- **WHAT YOU HAVE TO DO**:
Count the lines in the records below that contain the string "chair", treating uppercase and lowercase as distinct. Reply with the number only.

- **Pointing data excerpts**:
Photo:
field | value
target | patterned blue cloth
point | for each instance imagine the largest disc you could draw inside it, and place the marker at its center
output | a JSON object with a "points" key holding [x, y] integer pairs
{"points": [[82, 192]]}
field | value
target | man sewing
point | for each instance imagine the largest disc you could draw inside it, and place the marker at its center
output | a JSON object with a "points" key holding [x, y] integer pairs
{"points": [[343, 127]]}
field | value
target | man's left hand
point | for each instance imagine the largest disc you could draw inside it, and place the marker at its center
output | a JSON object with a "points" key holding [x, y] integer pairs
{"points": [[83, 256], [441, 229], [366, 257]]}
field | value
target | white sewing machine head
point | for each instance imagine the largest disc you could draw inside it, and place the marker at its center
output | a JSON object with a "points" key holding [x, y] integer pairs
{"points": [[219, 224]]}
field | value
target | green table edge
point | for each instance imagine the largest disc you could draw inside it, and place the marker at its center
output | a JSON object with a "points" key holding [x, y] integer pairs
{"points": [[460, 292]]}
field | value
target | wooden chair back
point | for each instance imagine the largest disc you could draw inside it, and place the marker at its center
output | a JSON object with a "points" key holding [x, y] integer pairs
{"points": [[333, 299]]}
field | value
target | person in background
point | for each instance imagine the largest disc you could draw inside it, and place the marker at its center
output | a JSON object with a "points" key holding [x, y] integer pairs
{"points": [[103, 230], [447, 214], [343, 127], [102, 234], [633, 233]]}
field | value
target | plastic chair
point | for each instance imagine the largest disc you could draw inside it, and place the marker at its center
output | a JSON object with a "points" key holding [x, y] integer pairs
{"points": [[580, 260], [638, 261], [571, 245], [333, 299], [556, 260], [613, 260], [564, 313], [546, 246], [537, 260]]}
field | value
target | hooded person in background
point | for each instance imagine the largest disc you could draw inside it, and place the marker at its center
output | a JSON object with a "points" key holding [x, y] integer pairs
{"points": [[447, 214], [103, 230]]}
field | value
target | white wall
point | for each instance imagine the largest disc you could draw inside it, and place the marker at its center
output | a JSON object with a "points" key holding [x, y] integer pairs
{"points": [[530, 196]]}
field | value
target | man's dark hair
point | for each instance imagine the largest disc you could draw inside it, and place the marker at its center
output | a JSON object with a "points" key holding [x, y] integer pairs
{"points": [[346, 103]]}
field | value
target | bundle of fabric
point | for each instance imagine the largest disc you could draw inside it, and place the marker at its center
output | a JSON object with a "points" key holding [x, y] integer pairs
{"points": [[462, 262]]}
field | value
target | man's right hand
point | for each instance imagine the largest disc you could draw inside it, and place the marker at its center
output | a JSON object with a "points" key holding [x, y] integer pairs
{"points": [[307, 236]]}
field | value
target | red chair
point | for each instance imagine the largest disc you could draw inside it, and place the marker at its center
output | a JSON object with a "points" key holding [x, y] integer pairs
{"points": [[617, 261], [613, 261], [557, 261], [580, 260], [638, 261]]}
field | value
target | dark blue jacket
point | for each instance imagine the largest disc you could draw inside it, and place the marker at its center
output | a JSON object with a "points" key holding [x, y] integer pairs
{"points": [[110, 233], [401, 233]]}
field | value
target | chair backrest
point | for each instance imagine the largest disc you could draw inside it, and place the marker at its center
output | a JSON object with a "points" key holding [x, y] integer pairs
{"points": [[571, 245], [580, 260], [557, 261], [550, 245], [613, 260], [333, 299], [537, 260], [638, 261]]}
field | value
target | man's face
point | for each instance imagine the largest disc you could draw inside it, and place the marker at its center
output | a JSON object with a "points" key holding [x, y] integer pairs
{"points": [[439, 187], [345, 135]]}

- **OUTPUT FOR THIS TASK**:
4